## EXERCISE TASK
Could you transcribe the material below exactly, without leaving out a single line?

## PROVIDED DATA
----

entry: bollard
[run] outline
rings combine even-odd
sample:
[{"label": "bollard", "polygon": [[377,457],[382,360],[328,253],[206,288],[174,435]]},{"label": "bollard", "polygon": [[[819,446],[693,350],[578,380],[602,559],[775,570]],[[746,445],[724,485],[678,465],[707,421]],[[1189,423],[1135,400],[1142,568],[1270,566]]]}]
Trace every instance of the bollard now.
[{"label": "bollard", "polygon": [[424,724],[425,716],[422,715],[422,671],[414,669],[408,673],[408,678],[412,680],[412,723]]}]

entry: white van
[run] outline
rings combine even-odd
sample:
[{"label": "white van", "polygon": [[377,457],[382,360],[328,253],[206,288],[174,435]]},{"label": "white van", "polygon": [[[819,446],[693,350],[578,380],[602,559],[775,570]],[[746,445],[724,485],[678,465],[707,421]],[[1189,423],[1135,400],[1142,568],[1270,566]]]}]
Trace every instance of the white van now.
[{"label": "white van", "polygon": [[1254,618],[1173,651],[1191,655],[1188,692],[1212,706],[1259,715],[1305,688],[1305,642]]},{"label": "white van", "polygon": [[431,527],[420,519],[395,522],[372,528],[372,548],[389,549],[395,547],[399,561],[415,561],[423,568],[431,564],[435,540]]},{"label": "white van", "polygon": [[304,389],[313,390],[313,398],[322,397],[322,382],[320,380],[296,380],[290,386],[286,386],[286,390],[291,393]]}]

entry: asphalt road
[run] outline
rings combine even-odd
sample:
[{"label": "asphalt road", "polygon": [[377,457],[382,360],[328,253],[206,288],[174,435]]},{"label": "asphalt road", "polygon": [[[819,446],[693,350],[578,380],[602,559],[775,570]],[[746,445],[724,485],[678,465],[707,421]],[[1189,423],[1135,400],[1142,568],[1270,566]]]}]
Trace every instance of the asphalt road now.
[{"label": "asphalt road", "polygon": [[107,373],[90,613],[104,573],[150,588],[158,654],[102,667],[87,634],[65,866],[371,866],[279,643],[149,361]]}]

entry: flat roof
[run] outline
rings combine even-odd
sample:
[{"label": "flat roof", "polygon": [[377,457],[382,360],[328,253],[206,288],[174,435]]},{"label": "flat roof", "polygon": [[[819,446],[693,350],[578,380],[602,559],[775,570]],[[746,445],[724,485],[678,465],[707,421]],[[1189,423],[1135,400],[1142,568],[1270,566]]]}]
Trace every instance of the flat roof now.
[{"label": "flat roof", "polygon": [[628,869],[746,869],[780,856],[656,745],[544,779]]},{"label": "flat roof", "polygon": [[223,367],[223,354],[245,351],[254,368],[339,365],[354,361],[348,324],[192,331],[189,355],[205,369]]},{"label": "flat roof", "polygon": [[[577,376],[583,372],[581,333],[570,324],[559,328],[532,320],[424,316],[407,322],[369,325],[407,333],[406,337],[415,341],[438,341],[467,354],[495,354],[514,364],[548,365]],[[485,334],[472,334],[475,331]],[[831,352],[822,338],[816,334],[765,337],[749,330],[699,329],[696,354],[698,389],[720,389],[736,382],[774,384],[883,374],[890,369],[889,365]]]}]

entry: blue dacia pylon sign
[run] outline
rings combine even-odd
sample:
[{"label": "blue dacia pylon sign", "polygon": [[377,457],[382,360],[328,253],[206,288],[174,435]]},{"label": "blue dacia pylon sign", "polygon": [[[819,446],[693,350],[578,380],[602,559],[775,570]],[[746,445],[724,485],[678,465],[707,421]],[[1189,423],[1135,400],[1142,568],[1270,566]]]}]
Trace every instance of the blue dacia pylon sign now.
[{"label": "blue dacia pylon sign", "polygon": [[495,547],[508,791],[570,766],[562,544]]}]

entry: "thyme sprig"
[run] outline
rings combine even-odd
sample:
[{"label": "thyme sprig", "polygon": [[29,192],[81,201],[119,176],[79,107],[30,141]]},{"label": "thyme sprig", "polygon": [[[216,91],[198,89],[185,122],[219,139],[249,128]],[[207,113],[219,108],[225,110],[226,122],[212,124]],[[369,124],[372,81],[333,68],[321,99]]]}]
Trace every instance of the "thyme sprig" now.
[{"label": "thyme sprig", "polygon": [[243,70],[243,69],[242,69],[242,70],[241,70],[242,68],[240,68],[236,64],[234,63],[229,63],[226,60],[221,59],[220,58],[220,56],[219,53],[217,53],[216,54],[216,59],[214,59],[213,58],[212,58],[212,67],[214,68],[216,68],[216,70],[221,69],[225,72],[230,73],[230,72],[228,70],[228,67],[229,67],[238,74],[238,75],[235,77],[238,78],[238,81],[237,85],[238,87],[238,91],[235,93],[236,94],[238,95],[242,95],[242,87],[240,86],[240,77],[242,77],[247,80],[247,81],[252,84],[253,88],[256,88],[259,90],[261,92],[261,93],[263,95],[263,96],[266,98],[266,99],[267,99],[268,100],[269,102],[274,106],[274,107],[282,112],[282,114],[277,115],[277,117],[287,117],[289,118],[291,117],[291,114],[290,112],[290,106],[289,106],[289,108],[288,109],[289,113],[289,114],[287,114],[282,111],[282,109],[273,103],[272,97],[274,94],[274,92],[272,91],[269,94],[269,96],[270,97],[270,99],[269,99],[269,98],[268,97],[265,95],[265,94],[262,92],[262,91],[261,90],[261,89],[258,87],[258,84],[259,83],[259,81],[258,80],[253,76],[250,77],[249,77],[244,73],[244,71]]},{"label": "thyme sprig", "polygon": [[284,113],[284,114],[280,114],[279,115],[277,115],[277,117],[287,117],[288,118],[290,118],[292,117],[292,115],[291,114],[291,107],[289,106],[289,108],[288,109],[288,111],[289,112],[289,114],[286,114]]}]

----

## FINISHED ANSWER
entry: bollard
[run] outline
rings combine even-odd
sample:
[{"label": "bollard", "polygon": [[377,457],[382,360],[328,253],[206,288],[174,435]]},{"label": "bollard", "polygon": [[[819,446],[693,350],[578,380],[602,559],[775,570]],[[746,445],[724,485],[678,465],[707,421]],[[1189,423],[1135,400],[1142,568],[1270,566]]]}]
Trace every instance of the bollard now.
[{"label": "bollard", "polygon": [[424,724],[425,716],[422,715],[422,671],[414,669],[408,673],[408,678],[412,680],[412,723]]}]

entry: white van
[run] outline
rings combine even-odd
sample:
[{"label": "white van", "polygon": [[377,457],[382,360],[328,253],[206,288],[174,435]]},{"label": "white van", "polygon": [[[819,446],[693,350],[578,380],[602,559],[775,570]],[[746,445],[724,485],[678,465],[707,421]],[[1189,423],[1135,400],[1142,568],[1270,566]]]}]
Trace every instance of the white van now.
[{"label": "white van", "polygon": [[1254,618],[1173,651],[1191,655],[1188,692],[1212,706],[1259,715],[1305,688],[1305,642]]},{"label": "white van", "polygon": [[431,527],[420,519],[395,522],[372,528],[372,548],[389,549],[395,547],[399,561],[415,561],[423,568],[431,564],[435,540]]},{"label": "white van", "polygon": [[304,389],[313,390],[313,398],[322,397],[322,382],[320,380],[296,380],[290,386],[286,386],[286,390],[291,393]]}]

entry: asphalt road
[run] outline
rings combine even-odd
sample:
[{"label": "asphalt road", "polygon": [[377,457],[382,360],[328,253],[206,288],[174,435]]},{"label": "asphalt road", "polygon": [[[819,446],[693,350],[578,380],[602,559],[775,570]],[[746,445],[724,485],[678,465],[707,421]],[[1189,423],[1135,400],[1142,568],[1270,566]]]}]
Trace every instance of the asphalt road now.
[{"label": "asphalt road", "polygon": [[107,373],[90,613],[104,573],[150,588],[158,654],[102,667],[87,634],[65,866],[371,866],[279,643],[149,361]]}]

entry: flat roof
[run] outline
rings combine even-odd
sample:
[{"label": "flat roof", "polygon": [[377,457],[382,360],[328,253],[206,288],[174,435]]},{"label": "flat roof", "polygon": [[[819,446],[693,350],[578,380],[602,559],[775,570]],[[746,445],[724,485],[678,465],[707,421]],[[1189,423],[1135,400],[1142,568],[1270,566]]]}]
Trace every instance of the flat roof now.
[{"label": "flat roof", "polygon": [[628,869],[746,869],[780,856],[656,745],[544,779]]},{"label": "flat roof", "polygon": [[223,367],[223,354],[245,351],[254,368],[339,365],[354,361],[348,324],[192,331],[189,355],[205,369]]},{"label": "flat roof", "polygon": [[[577,376],[583,372],[581,333],[570,324],[559,328],[532,320],[424,316],[407,322],[369,325],[407,333],[406,337],[415,341],[438,341],[467,354],[495,354],[514,364],[548,365]],[[485,334],[472,334],[475,331]],[[831,352],[822,338],[816,334],[765,337],[749,330],[699,329],[696,354],[698,389],[720,389],[736,382],[774,384],[883,374],[890,369],[889,365]]]}]

entry: blue dacia pylon sign
[run] outline
rings combine even-odd
sample:
[{"label": "blue dacia pylon sign", "polygon": [[377,457],[382,360],[328,253],[206,288],[174,435]]},{"label": "blue dacia pylon sign", "polygon": [[[819,446],[693,350],[578,380],[602,559],[775,570]],[[746,445],[724,485],[678,465],[707,421]],[[1189,423],[1135,400],[1142,568],[1270,566]]]}]
Trace every instance of the blue dacia pylon sign now.
[{"label": "blue dacia pylon sign", "polygon": [[495,547],[508,791],[570,766],[562,544]]}]

entry: "thyme sprig"
[run] outline
rings combine even-odd
sample:
[{"label": "thyme sprig", "polygon": [[29,192],[81,201],[119,176],[79,107],[30,141]]},{"label": "thyme sprig", "polygon": [[[216,91],[198,89],[185,122],[219,139],[249,128]],[[207,113],[219,108],[225,110],[226,122],[212,124]],[[369,124],[372,81],[333,68],[321,99]]]}]
Trace every instance of the "thyme sprig" now.
[{"label": "thyme sprig", "polygon": [[243,70],[243,69],[242,69],[242,70],[241,70],[242,68],[240,68],[236,64],[234,63],[229,63],[226,60],[221,59],[220,58],[220,56],[219,53],[217,53],[216,54],[216,59],[214,59],[213,58],[212,58],[212,67],[214,68],[216,68],[216,70],[221,69],[225,72],[230,73],[230,72],[228,70],[228,67],[229,67],[238,74],[238,75],[235,77],[238,78],[238,81],[237,85],[238,87],[238,91],[235,93],[236,94],[238,95],[242,95],[242,87],[240,86],[240,77],[242,77],[247,80],[247,81],[252,84],[253,88],[256,88],[259,90],[261,92],[261,93],[263,95],[263,96],[266,98],[266,99],[267,99],[268,100],[269,102],[274,106],[274,107],[282,112],[282,114],[277,115],[277,117],[287,117],[289,118],[291,117],[291,114],[290,112],[290,106],[289,106],[289,108],[288,109],[289,113],[289,114],[287,114],[282,111],[282,109],[273,103],[272,97],[274,94],[274,92],[272,91],[269,94],[269,96],[270,97],[270,99],[269,99],[269,98],[268,97],[265,95],[265,94],[262,92],[262,91],[261,90],[261,89],[258,87],[258,84],[259,83],[259,81],[258,80],[253,76],[250,77],[249,77],[244,73],[244,71]]},{"label": "thyme sprig", "polygon": [[284,113],[284,114],[280,114],[279,115],[277,115],[277,117],[287,117],[288,118],[290,118],[292,117],[292,115],[291,114],[291,107],[289,106],[289,108],[288,109],[288,111],[289,112],[289,114],[286,114]]}]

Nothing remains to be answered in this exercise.